** Begin Excerpt **

The bandage on my left knee eventually flew off (FUCK YOU, FUCKER!!) and after some minutes of riding I thought, okay, I have to stop and re-bandage. I can’t have this new, healing, raw skin get broiled in the sun like a toasted cheese sandwich (sorry). So finally I found a patch of shade and I dropped in it. My chest was heaving, I was breathing so hard. I re-wrapped, and found one last wrinkled up pack of energy goo. “Espresso Love” flavor. Yes. And some tea-water. I thought hard about walking the rest of the way. No, I’ll just try to get back on the bike. More climb. I suddenly thought of this movie from the ’80’s where Madeline Stowe is being tortured by Alan Rickman. She says (I think? Somehow I remember this) “You can break my body but you can’t break my mind.” I yell it out to the sky, its a mantra. YOU CAN BREAK MY BODY BUT YOU CAN’T BREAK MY MIND! Clearly I’m a madwoman. I’m still on the bike. Then that stops working and its “All You Need is Love” by the Beatles. “All You Need is Love…ba ba da da…” I’m singing that now. The yellow butterflies keep appearing. I will not get off this bike. Finally, somehow its end. Gabriel is there in a little cafe, waving, waiting. I fall off my bike and lay down on the sidewalk under a tree. The leaves are twinkling like stars. Gabriel leans over me: “Do you want a Coke?” “Water.” We agreed that was the hardest ride we’d ever done, period. If I had known how hard it was going to be, I would have made us choose a different route. If I had been with someone who had quit, I probably would have quit too. But I’m with a man who doesn’t quit and that’s my inspiration.

** End Excerpt **
** Begin Data supplied **

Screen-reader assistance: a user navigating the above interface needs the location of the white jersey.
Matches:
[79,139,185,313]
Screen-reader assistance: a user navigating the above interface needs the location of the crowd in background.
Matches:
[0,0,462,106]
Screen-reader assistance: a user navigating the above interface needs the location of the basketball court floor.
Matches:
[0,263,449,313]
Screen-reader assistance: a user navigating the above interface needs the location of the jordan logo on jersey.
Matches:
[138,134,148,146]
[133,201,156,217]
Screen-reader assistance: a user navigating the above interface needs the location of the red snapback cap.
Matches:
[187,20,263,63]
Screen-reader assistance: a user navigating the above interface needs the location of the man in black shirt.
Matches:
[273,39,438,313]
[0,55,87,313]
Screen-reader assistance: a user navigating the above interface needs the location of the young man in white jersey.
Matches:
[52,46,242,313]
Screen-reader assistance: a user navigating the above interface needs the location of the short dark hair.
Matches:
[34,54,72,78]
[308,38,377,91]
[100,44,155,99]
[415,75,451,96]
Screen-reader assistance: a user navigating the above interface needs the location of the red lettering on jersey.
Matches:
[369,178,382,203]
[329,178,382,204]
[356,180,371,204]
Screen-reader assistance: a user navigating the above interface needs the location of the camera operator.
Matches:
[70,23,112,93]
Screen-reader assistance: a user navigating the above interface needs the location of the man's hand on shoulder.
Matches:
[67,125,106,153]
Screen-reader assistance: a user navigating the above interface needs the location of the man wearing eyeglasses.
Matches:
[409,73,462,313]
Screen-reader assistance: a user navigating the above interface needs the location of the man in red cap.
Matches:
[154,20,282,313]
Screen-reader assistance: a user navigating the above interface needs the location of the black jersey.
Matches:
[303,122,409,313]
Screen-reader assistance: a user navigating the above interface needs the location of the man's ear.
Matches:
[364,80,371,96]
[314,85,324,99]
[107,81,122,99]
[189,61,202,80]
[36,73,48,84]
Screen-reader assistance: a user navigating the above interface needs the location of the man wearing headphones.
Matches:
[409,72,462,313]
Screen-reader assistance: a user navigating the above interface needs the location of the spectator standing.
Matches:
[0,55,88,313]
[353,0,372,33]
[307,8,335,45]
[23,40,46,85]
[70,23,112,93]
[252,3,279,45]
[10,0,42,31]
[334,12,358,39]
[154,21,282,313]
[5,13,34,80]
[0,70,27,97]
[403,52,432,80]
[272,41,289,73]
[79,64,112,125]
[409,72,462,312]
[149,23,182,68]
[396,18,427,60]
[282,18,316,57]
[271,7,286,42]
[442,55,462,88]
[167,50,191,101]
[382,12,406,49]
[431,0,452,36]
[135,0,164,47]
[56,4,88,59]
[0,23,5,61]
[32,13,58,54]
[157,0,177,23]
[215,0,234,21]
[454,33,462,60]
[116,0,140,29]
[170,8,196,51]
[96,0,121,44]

** End Data supplied **

> [Objective A] In the bike ride passage above, rewrite the paragraph beginning "The bandage on my left knee" as a shorter version that keeps its main facts.
> [Objective B] According to the bike ride passage, what flavor was the last pack of energy goo?
> [Objective C] Write what comes next in the bike ride passage above, starting after its final sentence.

> [Reply A] When the bandage flew off my left knee, I stopped in a patch of shade, out of breath, to re-wrap the healing skin so the sun wouldn't burn it. I ate my last pack of "Espresso Love" energy goo, drank some tea-water and decided to keep riding instead of walking. To get through more climbing, I shouted a movie line, "You can break my body but you can't break my mind!", and then sang "All You Need is Love" while yellow butterflies kept appearing. At the end, Gabriel was waiting at a little cafe. I fell off my bike and lay under a tree, and when he offered a Coke, I asked for water. We agreed it was the hardest ride we'd ever done. I would have picked another route if I'd known, and I might have quit with another partner, but Gabriel doesn't quit, and that inspires me.

> [Reply B] "Espresso Love."

> [Reply C]
We wanted to finish our ride right away, screw the plan, stay in the next closest town. But there were no hotels in existence there, so we rode on, slowly, ever so carefully. Aware that we were both compromised in every possible way. It was another couple of hours. We got to Levens. We stopped to check the GPS for our hotel (the heat still blazing) and I said: “I think I tore my ass.” (Turned out just to be chaffed). 8 hours on a bike will do things to you. But seriously. You know the party’s over when you’ve literally torn your ass. Our hotel was a cute house with blue shutters. Too late for lunch, we fell into bed, dozed, napped, counted the minutes until 7:30 when we could eat.
Today, July 23rd, 2013 we have arrived in Nice–easy from Levans, truly easy. The hotel clerk took a picture of us in the lobby. We hugged, we laughed, we danced naked in our hotel room. (By the way, my legs and butt look like a map of the world. No pictures, please). Our ride is technically over, although we still have to cycle a few kilometers to the airport on the 25th.
One more post coming tomorrow. A few more details to share, and then… FIN.
Excellent! Congrats! Thanks for sharing the experience with us. Safe journey back to La La Land.
ROTFLM! Finally! Congratulations!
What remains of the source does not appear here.